• _Work request 1_: Repeat, word for word, the part of the weightlifting camp post starting at "Any wonder why" and ending at "all the time.".
• _Work request 2_: Go on with the weightlifting camp post, picking up right after its final sentence.

• _Source text_:
--- --- ---
So I left Asheville with a whole lot of new friends and a competitive team to call my very own (squeeeeee!). So many people I’m proud to have worked with and with whom I’ll be honored to compete along side in the future.

Any wonder why I love this sport so much?

One Time, at Weightlifting Camp….part I

What did you do on New Year’s Eve?

In Judaism, we believe that what you do on Rosh Hashannah, the Jewish New Year, sets the tone for the rest of the year.

So my year is going to be awesome because this year (albeit on the Gregorian calendar’s NYE), I spent the end of last year and the beginning of this year in camp.  Weightlifting camp.  Lifting weights three times per day.

It all started when I got an email from the Weightlifting Academy in Asheville, NC.  Nick Horton made an offer I couldn’t refuse: two days of an introductory seminar on how to do the basic lifts and then 5 days of three/day sessions of two or so hours each.  The clincher for me – he said this was the experience for you if you secretly wished you could train like this all the time.

And, yeah, with all my heart, I really do wish that.

So off I went to beautiful NC.  I’ve never been in the Southeast for any length of time before and I’ll say it is magnificent.  The mountains surrounding Asheville are beautiful, the people are more interesting than almost anyplace I’ve ever been (and I grew up in NYC) and the food was fabulous.  Where have cheesy grits been all my life?!?

But what was really great was the lift-eat-sleep-lift-eat-nap-lift-eat again cycle.

There’s so much I learned in this week that it’ll take several posts to encompass it.  But here’s the biggest and the best.

I can do much more than I ever thought I could do.

I’ve done two-a-days when at the OTC this past summer, but only for 5 consecutive workouts.  This took a whole ‘nother level of ovarian fortitude.

One of the very first things Nick Horton talked about was the myth of overtraining. His philosophy: “more is usually better (maybe not in chromosomes, but certainly in training).”  To paraphrase Matt Perryman, if you lived in a communist country where the lives of your family depended on your medaling at an international event, would you train twice a day, every day, or would you train three times per week?  With the right motivation, you can do what you have to do to be better than you are today.
--- --- ---
• _Entries shown_:
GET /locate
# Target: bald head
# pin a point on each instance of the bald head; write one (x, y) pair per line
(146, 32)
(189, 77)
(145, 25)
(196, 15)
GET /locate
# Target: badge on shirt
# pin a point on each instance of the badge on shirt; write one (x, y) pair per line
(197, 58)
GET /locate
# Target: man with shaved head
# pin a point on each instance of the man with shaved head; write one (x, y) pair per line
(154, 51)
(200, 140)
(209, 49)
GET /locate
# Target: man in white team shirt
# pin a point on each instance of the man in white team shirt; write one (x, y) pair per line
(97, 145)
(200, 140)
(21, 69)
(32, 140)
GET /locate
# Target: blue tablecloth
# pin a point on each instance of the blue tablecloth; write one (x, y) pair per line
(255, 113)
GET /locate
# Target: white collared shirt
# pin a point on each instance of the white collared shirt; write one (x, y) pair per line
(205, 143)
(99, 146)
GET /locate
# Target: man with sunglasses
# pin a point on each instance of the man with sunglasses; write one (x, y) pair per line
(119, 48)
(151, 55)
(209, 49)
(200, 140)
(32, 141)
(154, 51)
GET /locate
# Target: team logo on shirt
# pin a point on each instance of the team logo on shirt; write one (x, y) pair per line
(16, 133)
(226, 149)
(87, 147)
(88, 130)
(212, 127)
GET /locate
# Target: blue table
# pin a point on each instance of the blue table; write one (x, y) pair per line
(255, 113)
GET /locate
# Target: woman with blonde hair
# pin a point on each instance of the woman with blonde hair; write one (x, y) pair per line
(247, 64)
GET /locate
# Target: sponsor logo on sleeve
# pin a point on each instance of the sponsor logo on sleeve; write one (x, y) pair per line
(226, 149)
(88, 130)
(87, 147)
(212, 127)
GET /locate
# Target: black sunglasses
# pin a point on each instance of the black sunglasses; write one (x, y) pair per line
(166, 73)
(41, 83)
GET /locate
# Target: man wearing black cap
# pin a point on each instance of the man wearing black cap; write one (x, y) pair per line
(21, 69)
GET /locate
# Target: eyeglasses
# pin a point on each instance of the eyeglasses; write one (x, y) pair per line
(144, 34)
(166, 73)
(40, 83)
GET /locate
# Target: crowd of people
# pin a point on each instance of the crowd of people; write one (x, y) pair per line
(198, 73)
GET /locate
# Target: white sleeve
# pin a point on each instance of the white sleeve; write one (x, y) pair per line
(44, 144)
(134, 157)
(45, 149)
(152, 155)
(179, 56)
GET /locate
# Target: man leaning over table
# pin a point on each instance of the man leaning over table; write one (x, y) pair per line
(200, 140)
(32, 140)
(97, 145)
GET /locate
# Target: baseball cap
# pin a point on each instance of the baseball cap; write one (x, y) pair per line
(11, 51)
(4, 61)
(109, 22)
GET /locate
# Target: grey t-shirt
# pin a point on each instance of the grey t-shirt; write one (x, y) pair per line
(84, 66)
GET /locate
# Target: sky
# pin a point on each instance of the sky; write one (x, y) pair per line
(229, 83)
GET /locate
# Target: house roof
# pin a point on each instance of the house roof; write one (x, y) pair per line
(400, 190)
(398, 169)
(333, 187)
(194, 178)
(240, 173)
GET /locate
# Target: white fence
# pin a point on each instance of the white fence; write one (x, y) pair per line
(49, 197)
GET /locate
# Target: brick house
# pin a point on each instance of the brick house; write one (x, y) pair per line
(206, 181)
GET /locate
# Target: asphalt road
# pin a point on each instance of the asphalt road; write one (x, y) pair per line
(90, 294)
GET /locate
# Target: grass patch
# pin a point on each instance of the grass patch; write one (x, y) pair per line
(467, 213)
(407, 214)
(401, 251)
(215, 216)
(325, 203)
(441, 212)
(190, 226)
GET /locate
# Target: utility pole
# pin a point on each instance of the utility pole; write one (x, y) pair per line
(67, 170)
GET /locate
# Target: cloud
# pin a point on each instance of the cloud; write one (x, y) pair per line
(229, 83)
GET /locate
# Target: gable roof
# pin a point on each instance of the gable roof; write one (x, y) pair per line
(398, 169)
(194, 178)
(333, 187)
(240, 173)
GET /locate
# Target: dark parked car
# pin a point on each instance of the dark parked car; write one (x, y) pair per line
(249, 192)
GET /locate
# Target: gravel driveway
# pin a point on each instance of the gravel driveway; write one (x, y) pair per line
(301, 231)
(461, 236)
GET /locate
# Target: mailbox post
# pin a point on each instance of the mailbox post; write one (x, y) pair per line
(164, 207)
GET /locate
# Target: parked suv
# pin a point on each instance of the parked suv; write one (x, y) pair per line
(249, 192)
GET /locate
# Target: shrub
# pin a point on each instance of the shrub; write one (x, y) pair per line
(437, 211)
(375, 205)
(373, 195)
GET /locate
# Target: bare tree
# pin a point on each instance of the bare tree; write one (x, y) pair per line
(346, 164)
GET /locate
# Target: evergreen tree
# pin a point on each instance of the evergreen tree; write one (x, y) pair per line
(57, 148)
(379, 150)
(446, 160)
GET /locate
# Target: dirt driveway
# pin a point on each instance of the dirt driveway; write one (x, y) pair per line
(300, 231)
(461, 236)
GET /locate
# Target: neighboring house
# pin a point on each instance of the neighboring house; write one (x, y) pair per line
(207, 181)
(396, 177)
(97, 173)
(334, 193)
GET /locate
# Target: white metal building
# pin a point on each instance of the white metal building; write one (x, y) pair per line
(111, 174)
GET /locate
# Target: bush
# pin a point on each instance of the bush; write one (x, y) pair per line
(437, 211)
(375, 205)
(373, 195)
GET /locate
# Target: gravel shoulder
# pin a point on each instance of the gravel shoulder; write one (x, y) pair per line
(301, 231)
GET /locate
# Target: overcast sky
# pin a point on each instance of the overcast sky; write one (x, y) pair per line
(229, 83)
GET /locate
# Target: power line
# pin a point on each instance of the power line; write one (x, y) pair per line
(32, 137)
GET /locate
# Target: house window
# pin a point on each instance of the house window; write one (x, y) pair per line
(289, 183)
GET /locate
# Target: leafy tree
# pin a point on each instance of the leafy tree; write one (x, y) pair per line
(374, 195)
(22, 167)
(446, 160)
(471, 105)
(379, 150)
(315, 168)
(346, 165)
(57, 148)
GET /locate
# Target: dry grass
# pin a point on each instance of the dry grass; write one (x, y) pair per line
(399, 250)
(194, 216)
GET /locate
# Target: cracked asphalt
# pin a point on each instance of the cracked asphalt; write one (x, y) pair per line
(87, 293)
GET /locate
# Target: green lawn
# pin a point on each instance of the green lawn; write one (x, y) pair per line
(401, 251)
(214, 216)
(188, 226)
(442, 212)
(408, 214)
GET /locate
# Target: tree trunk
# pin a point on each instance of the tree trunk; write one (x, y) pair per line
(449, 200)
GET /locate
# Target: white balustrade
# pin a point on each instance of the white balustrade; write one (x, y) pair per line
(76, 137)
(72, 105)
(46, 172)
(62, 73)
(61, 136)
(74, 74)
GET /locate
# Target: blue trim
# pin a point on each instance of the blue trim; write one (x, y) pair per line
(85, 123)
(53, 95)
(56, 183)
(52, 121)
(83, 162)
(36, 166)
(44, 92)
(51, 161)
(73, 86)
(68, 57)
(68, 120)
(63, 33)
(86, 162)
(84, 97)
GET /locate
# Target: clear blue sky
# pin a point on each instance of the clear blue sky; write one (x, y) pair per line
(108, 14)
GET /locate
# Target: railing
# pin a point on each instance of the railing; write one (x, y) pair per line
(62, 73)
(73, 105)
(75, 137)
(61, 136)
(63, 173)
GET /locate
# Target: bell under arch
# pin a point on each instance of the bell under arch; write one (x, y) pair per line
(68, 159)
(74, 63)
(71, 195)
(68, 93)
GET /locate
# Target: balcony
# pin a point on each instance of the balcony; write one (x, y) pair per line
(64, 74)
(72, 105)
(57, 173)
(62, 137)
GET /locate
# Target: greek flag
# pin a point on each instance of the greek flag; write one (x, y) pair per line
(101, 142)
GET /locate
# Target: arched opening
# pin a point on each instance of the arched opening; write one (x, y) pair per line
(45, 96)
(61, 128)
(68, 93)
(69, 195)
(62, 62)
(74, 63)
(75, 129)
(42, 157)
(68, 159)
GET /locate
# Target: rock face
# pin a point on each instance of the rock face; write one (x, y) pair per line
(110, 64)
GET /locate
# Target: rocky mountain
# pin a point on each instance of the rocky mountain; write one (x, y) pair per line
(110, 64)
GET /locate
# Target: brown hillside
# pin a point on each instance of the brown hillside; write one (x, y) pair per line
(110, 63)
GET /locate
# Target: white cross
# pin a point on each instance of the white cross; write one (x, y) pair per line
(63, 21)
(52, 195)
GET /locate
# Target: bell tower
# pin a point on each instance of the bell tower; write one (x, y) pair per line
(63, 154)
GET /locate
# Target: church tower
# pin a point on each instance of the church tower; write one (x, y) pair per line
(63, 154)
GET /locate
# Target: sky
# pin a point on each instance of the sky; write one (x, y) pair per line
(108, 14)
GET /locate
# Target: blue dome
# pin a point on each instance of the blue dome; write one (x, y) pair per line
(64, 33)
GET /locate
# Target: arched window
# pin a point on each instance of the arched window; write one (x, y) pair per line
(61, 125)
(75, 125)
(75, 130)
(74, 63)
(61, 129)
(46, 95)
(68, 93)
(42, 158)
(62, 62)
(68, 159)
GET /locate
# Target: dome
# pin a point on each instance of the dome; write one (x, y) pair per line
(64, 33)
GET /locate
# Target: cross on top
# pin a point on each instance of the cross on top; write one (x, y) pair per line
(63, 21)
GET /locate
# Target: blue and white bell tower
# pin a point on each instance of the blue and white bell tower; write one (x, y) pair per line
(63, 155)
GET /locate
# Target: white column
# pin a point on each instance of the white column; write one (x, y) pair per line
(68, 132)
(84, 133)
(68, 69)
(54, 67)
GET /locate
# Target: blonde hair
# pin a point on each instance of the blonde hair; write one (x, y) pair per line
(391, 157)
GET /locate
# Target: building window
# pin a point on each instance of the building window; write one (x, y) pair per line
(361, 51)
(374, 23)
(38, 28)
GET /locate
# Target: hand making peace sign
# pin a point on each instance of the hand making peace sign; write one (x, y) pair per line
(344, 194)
--- --- ---
• _Written answer 1_:
Any wonder why I love this sport so much?

One Time, at Weightlifting Camp….part I

What did you do on New Year’s Eve?

In Judaism, we believe that what you do on Rosh Hashannah, the Jewish New Year, sets the tone for the rest of the year.

So my year is going to be awesome because this year (albeit on the Gregorian calendar’s NYE), I spent the end of last year and the beginning of this year in camp.  Weightlifting camp.  Lifting weights three times per day.

It all started when I got an email from the Weightlifting Academy in Asheville, NC.  Nick Horton made an offer I couldn’t refuse: two days of an introductory seminar on how to do the basic lifts and then 5 days of three/day sessions of two or so hours each.  The clincher for me – he said this was the experience for you if you secretly wished you could train like this all the time.

• _Written answer 2_:
But what’s your motivation?  There were many years when I wanted to look better in a bikini.  Now I have a far, far fiercer drive to put weight on the bar, to lift more tomorrow, more at the next meet, to brush up against national masters records.  And to achieve this I need to not be afraid.  Not be afraid of failing at an attempt, at failing in front of a crowd at a meet.   Not be afraid of large weights held precariously over my head.  I need to realize that yeah, I’m going to be sore.  And to trust myself to know the difference between sore and injured and when I actually need to pull back.

I need to be focused and committed.  That means not making excuses for skipping a workout just because I feel kinda meh.  I PRed my front squat by 8lbs in the morning session on day 6 and it was a lot prettier than my previous lower PR.  Did I feel meh?  Hell yes, I felt like shit.  My quads were ready to secede from the union and my knees were no longer on a speaking basis with the rest of my body.  But I still PRed my squat with big girl red plates.  Little, tiny, old me and all before breakfast.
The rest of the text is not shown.